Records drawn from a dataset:
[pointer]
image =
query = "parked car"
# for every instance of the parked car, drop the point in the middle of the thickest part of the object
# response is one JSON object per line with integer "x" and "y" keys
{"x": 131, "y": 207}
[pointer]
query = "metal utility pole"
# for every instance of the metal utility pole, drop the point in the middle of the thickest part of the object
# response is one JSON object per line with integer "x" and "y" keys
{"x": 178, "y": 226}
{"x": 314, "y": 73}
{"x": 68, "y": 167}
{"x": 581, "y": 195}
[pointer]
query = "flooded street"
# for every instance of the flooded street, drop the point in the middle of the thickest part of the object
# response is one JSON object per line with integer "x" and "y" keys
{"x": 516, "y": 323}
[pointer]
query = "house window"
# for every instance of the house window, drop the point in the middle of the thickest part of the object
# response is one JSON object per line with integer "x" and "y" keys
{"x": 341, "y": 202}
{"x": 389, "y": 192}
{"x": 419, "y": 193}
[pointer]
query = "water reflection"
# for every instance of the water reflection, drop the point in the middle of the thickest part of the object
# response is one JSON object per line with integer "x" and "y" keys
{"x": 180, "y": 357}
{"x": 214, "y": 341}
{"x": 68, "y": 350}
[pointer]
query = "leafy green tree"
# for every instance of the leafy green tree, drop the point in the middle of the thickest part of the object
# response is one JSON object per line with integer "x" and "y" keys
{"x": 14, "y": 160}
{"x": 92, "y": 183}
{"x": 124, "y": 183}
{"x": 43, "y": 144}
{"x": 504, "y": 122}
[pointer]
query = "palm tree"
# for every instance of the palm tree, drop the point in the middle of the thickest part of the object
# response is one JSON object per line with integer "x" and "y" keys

PROBLEM REQUIREMENTS - Now write the data shown above out again, word for word.

EXERCISE RESULT -
[pointer]
image =
query = "parked car"
# for every instance of the parked car, drop the point in the middle of the thickest part of the object
# response is one JSON object per line with integer "x" and "y" keys
{"x": 131, "y": 207}
[pointer]
query = "metal utility pole"
# for every instance of the metal utility pole, drop the point in the middle of the thickest part of the object
# response is one JSON object per line with integer "x" and "y" keys
{"x": 178, "y": 226}
{"x": 314, "y": 73}
{"x": 68, "y": 167}
{"x": 581, "y": 195}
[pointer]
query = "flooded street"
# for every instance of the flooded street, drop the point in the middle of the thickest part of the object
# response is one JSON object per line with integer "x" and "y" keys
{"x": 516, "y": 323}
[pointer]
query = "house window"
# for every instance of the house window, drop the point in the middle of the thickest part of the object
# response is one JSON object per line with integer "x" and "y" keys
{"x": 341, "y": 202}
{"x": 389, "y": 192}
{"x": 419, "y": 193}
[pointer]
query = "water reflection"
# for every instance of the water reflection, drop the point in the middle of the thickest part of the object
# response is one JSON object per line with integer "x" and "y" keys
{"x": 180, "y": 357}
{"x": 214, "y": 341}
{"x": 68, "y": 350}
[pointer]
query = "leafy green tree"
# for every instance of the leafy green tree, drop the point in the middle of the thickest part of the object
# response is one JSON object per line with integer "x" and "y" keys
{"x": 14, "y": 160}
{"x": 92, "y": 183}
{"x": 124, "y": 183}
{"x": 43, "y": 144}
{"x": 504, "y": 122}
[pointer]
query = "palm tree"
# for every instance of the palm tree, drop the point in the middle of the thickest part of the object
# response is one JSON object per line with integer "x" and "y" keys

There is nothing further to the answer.